_DIRECTIONS FOR THIS TASK_
Although the entries contain pictures, repeat only their words, exactly as written.

_AVAILABLE RECORDS_

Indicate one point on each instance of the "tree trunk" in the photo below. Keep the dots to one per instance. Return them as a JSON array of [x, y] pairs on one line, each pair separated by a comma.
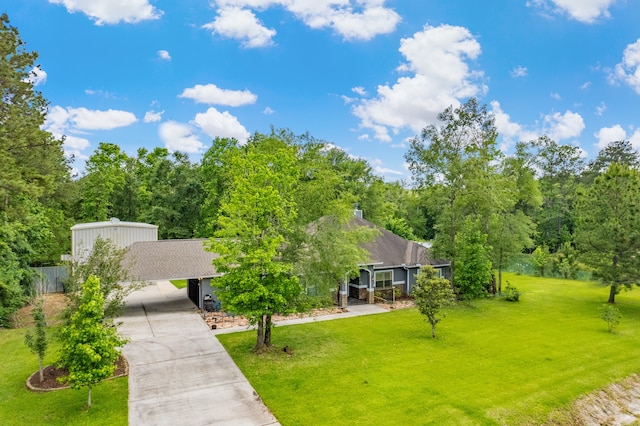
[[267, 331], [260, 336], [41, 373], [612, 293], [614, 287]]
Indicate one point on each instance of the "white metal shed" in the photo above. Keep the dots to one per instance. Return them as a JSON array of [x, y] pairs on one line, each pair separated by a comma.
[[121, 234]]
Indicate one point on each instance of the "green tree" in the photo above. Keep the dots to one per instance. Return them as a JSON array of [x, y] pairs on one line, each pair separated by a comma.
[[214, 175], [456, 162], [104, 261], [511, 227], [90, 342], [37, 340], [253, 224], [324, 247], [566, 261], [608, 227], [559, 167], [621, 152], [540, 259], [33, 168], [104, 175], [431, 294], [474, 264]]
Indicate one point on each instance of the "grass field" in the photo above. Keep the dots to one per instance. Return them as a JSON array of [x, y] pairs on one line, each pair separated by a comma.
[[493, 363], [19, 406]]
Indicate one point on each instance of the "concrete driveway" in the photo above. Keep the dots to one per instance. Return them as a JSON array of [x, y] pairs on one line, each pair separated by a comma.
[[179, 374]]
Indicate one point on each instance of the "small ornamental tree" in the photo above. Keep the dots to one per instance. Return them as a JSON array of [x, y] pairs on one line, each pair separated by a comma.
[[90, 342], [611, 315], [105, 262], [431, 294], [37, 341], [473, 270]]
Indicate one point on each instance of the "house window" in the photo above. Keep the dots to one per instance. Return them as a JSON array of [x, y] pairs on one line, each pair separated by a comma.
[[384, 279]]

_YOUR RESPONSE_
Indicate one point on each instance of the "tree trunk" in the photo below. Keep the dots to one per instance. Return them as a JSON array of [x, y] pairs on one line, each pair separated by a comma.
[[267, 331], [260, 336], [41, 373], [612, 293], [614, 287]]
Indicate one point on each instance of the "white metal shed" in the photo above. Keep the dots to one per instance. Return them as a JSON array of [x, y] pairs on one line, each pair separated by a comma.
[[121, 234]]
Indicate one point on each instance of the "green tree" in the photo above. Keep the dots to one per instance. Return them as a JSON array of [x, y] pairs on one line, each pair separated by a comma.
[[214, 175], [456, 162], [104, 261], [511, 227], [90, 342], [37, 340], [253, 224], [324, 247], [566, 261], [608, 227], [559, 167], [621, 152], [540, 259], [33, 168], [104, 175], [431, 294], [474, 264]]
Indicate one point on each instance of the "grass field" in the photo above. Keep the dots to one per instance. Return them as a JSON array of [x, y] pairs on one line, each pair separated by a comma.
[[493, 363], [19, 406]]
Indicate one point on each instance of the "concrete driveway" in the photo above. Keep the dots to one per instance. Return them as a JSON array of [x, y] pairs on one line, each pair separated by a comma.
[[179, 374]]
Indicate one point on each instance of the "small ornamental tree" in the photo above. Keep the dots to one per instance. Return them as a JSON array of [x, y] pairs on one line, each pair separated by a comma.
[[90, 342], [611, 315], [105, 262], [431, 294], [37, 341], [473, 270]]
Indicate one point on each instance of the "house window" in the photo above. Keep the dots to one per instance. Return them as a JSON array of [x, y] pairs on one line, each pair separated by a comma.
[[384, 279]]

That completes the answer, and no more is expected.